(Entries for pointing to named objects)
::::::::::

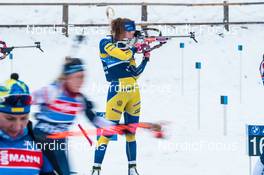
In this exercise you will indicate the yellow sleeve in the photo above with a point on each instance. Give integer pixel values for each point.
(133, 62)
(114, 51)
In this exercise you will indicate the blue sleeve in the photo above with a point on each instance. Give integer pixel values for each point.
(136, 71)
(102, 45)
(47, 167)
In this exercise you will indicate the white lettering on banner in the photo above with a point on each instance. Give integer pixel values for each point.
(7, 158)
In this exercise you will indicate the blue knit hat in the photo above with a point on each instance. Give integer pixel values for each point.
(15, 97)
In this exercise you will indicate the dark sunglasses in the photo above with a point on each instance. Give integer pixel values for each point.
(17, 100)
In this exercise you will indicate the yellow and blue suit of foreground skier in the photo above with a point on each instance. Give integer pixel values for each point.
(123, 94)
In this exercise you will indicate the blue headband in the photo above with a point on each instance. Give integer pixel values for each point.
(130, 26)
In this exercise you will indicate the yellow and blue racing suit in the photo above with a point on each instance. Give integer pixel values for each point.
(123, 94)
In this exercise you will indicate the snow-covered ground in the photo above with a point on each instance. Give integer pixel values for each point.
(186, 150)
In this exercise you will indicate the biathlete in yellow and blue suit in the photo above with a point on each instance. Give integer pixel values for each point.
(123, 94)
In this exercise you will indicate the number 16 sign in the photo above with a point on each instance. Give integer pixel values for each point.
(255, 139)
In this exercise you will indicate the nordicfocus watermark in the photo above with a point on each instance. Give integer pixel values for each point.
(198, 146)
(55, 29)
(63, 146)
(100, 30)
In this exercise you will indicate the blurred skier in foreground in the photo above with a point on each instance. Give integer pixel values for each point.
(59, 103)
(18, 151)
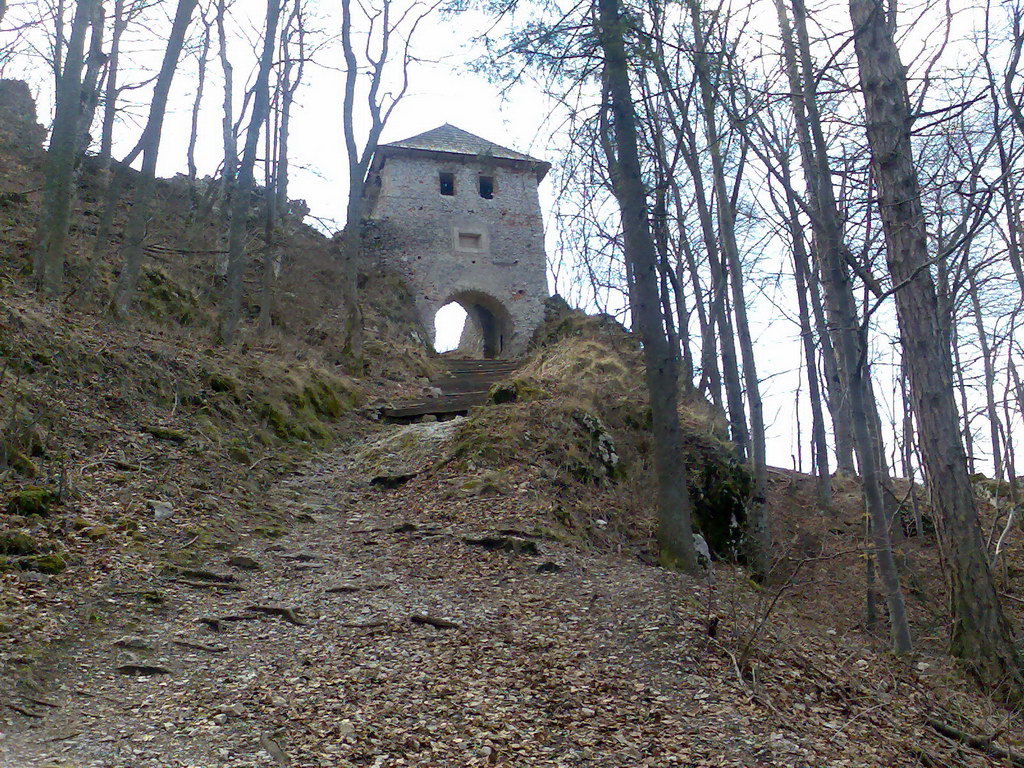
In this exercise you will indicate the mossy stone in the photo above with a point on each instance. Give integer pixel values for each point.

::::::::::

Can you write out the entries word for word, starting at the line that contains "In this exercise you will indicate the blurred" and going through the end of the entries, with the pictures left out?

In this exercise you will indicate the blurred skier in foreground in the photo above with a point on each instance. Give integer pixel values for each point.
(59, 103)
(18, 151)
In this exercise you will indicate the mossy stone in the photo above with a point on each instance. Give integer pixel values for each point.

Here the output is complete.